[Begin Excerpt provided]

Want to share your content on R-bloggers? click here if you have a blog, or here if you don't.

This is the third post of a series on the concept of “network centrality” with applications in R and the package netrankr. The last part introduced the concept of neighborhood-inclusion and its implications for centrality. In this post, we extend the concept to a broader class of dominance relations by deconstructing indices into a series of building blocks and introduce new ways of evaluating centrality.

library(igraph)
library(ggraph)
library(tidyverse)
library(netrankr)

# Introduction

Neighborhood-inclusion seems to underlie many different centrality indices and as such serves (or better: could serve) as a defining property of a centrality index. That is:

An index is a measure of centrality if and only if it preserves the partial ranking induced by neighborhood-inclusion

While this gives as a theoretical basis for centrality, it comes with a bit of problem. Namely, that we do not expect many comparable pairs in (large) real-world networks. Take the third example network from the first post.

g3 <- readRDS("example_3.rds")
P <- neighborhood_inclusion(g3)
comparable_pairs(P)
## [1] 0.00600532

Only 0.6% of pairs are comparable. This means that centrality indices are at liberty to rank 99.4% of pairs in any order. So, neighborhood-inclusion may not be very restrictive in large networks. This is much like with structural equivalence. It is a very intuitive concept for equivalences in networks (having exactly the same neighbors), however we do not expect many equivalent pairs in large networks. This does not render the concept useless, but requires some relaxations.

In the following, we introduce dominance relations, which incrementally extend the partial ranking of neighborhood-inclusion and thus tighten the partial ranking that indices preserve. We start by illustrating how indices can be decomposed into a series of building blocks.

# Deconstructing Indices

Centrality indices assess structural importance based on a great variety of different graph theoretic notions, like shortest paths (closeness) or walks (subgraph centrality). Implicitly, though, they all follow a simple recipe:

• derive an indirect relation
• aggregate the indirect relations

As mentioned above, indirect relation are commonly derived via graph trajectories such as paths and walks, for instance to compute distances. The aggregation is usually a simple summation of all relations of a node, but others are possible too (e.g. $$\max$$ as in eccentricity). In its most generic form, we can thus write a centrality index as $c(i)= \sum_j \tau(x)_{ij}$ where $$x$$ are the observed relations (basically the adjacency matrix) and $$\tau$$ a generic transformation function. Replacing $$\tau$$ with $$id$$, we obtain degree centrality and setting $$\tau=dist$$, we obtain closeness. A suitable function $$\tau$$ can be defined for all centrality indices, such that any index can basically be seen as degree in an appropriately transformed network.

[End Excerpt provided]

### List of tasks
• A. According to the network centrality post, what two steps make up the simple recipe that all centrality indices implicitly follow?
• B. Using the network centrality post, decide whether each statement agrees with it: (i) This post is the second in its series. (ii) Closeness is given as an index based on shortest paths. (iii) Many comparable pairs are expected in large real-world networks. Answer yes or no for each and quote the deciding words.
• C. Carry the network centrality post forward from its last sentence.

[Begin Source data]

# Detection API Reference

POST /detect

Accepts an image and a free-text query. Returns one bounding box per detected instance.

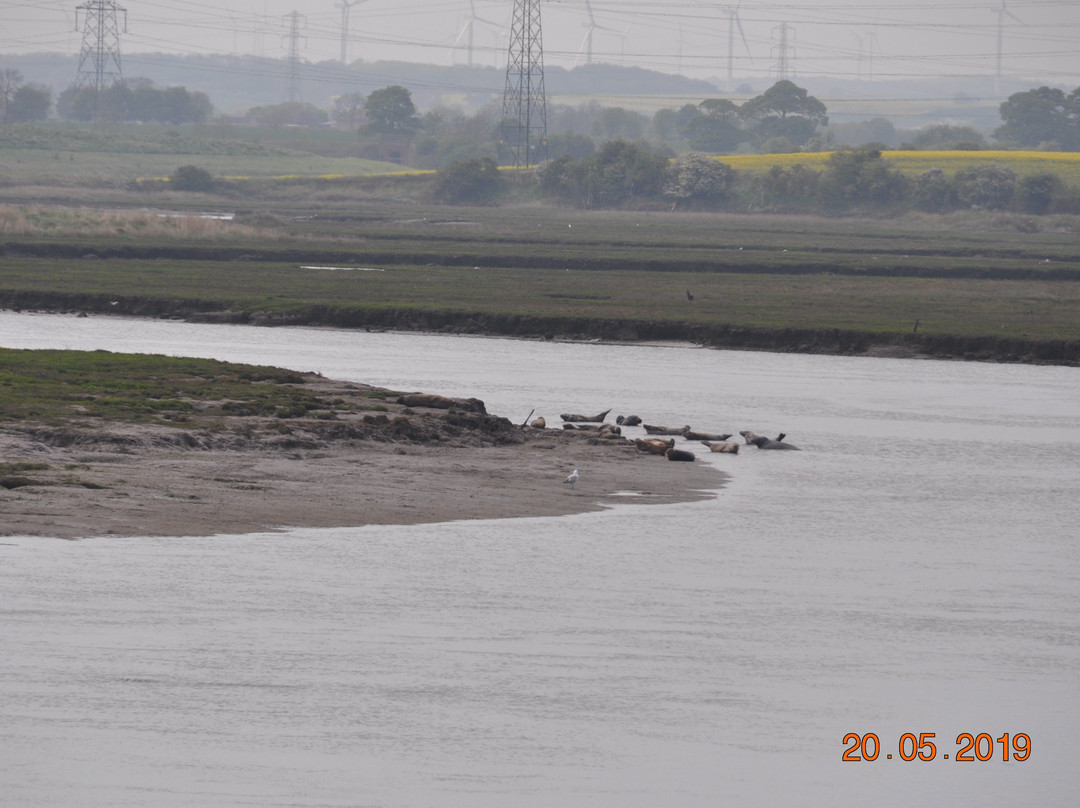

[End Source data]

### Task answers
• A. Deriving an indirect relation and then aggregating the indirect relations.

• B.
(i) No: "This is the third post of a series on the concept of “network centrality”"
(ii) Yes: "like shortest paths (closeness)"
(iii) No: "we do not expect many comparable pairs in (large) real-world networks"

• C.
The package netrankr provides a set of 24 different indirect relations that can be used to construct indices. A few common examples are given below.

#closeness
g %>%
indirect_relations(type='dist_sp') %>%
aggregate_positions(type='invsum')

#betweenness
g %>%
indirect_relations(type='depend_sp') %>%
aggregate_positions(type='sum')

#eigenvector
g %>%
indirect_relations(type='walks',FUN=walks_limit_prop) %>%
aggregate_positions(type='sum')

#subgraph
g %>%
indirect_relations(type='walks',FUN=walks_exp) %>%
aggregate_positions(type='self')

(Consult the help for indirect_relations() to see all options) Note that we make use of the %>% operator. This should appeal to the recipe idea from above: network %>% indirect_relation %>% aggregation. The package also includes a handy RStudio addin, which can be used to build the pipelines more easily.

Defining indices in this way is certainly more cumbersome than using, say, betweennes(g). However, it allows us to intervene at any step and do something else.

# Extended Dominance Relations

To illustrate the “something else”, we look at our small example network again.

g1 <- readRDS("example_1.rds")

Following the recipe, you have decided, that the relations of interest for your analysis are the distances between nodes. The problem is, aggregating them into an index can still be done in various ways. Three distance based centrality examples are shown below.

#classic closeness
c_C <- g1 %>%
indirect_relations(type="dist_sp") %>%
aggregate_positions(type="invsum")

#harmonic closeness
c_HC <- g1 %>%
indirect_relations(type="dist_sp",FUN=dist_inv) %>%
aggregate_positions(type="sum")

#residual-type closeness
c_RC <- g1 %>%
indirect_relations(type="dist_sp",FUN=dist_2pow) %>%
aggregate_positions(type="sum")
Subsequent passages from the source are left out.